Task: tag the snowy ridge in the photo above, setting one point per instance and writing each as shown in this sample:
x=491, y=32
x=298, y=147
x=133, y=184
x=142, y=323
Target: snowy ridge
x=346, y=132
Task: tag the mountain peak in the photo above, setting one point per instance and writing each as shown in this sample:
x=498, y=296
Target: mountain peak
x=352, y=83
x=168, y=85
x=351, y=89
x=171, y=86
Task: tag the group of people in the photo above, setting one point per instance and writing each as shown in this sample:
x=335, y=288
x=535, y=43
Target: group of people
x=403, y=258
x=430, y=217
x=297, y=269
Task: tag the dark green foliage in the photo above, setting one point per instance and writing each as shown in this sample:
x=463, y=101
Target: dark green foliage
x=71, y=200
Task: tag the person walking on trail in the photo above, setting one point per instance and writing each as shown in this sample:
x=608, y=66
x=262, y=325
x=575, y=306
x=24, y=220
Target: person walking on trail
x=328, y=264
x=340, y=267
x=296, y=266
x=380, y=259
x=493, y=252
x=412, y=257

——

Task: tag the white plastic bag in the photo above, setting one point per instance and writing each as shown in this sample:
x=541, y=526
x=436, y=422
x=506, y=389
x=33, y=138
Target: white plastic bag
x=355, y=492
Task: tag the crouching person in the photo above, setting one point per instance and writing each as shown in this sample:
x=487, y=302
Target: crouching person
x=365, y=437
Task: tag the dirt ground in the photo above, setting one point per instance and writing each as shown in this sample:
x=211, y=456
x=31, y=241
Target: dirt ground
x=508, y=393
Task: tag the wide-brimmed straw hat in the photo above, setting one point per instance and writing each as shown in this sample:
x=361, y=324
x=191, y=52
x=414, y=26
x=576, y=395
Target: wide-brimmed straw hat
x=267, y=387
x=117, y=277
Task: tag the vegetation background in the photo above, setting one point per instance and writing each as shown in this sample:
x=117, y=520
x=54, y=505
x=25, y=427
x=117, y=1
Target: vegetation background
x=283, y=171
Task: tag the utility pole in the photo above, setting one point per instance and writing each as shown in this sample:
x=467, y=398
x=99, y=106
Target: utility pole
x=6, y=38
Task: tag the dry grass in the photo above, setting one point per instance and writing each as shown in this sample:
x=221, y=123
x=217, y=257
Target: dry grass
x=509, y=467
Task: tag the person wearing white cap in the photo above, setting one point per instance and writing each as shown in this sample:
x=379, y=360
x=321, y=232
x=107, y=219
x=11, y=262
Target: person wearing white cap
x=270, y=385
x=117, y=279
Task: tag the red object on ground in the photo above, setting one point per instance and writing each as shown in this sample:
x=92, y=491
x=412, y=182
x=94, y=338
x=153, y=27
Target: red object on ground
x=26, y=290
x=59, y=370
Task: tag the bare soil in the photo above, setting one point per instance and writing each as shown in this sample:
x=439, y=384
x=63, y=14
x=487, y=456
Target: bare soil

——

Activity:
In the listing above, find the line with "Task: tag the person wearing" and the line with "Target: bare soil", then print exactly those two lines and every line between them, and nothing more.

Answer for this exercise:
Task: tag the person wearing white cap in the photo above, setting one point per instance and writing each as shown in this sample:
x=379, y=360
x=321, y=232
x=107, y=219
x=11, y=262
Target: person wearing white cap
x=270, y=385
x=117, y=279
Task: tag the red object on ground in the photo above, setting one point per instance and writing each as shown in this sample:
x=92, y=491
x=412, y=182
x=94, y=338
x=153, y=27
Target: red object on ground
x=26, y=290
x=59, y=370
Task: tag the bare soil in the photo above, setting one point per instance and writing each as shown in this sample:
x=439, y=384
x=63, y=14
x=487, y=456
Target: bare soil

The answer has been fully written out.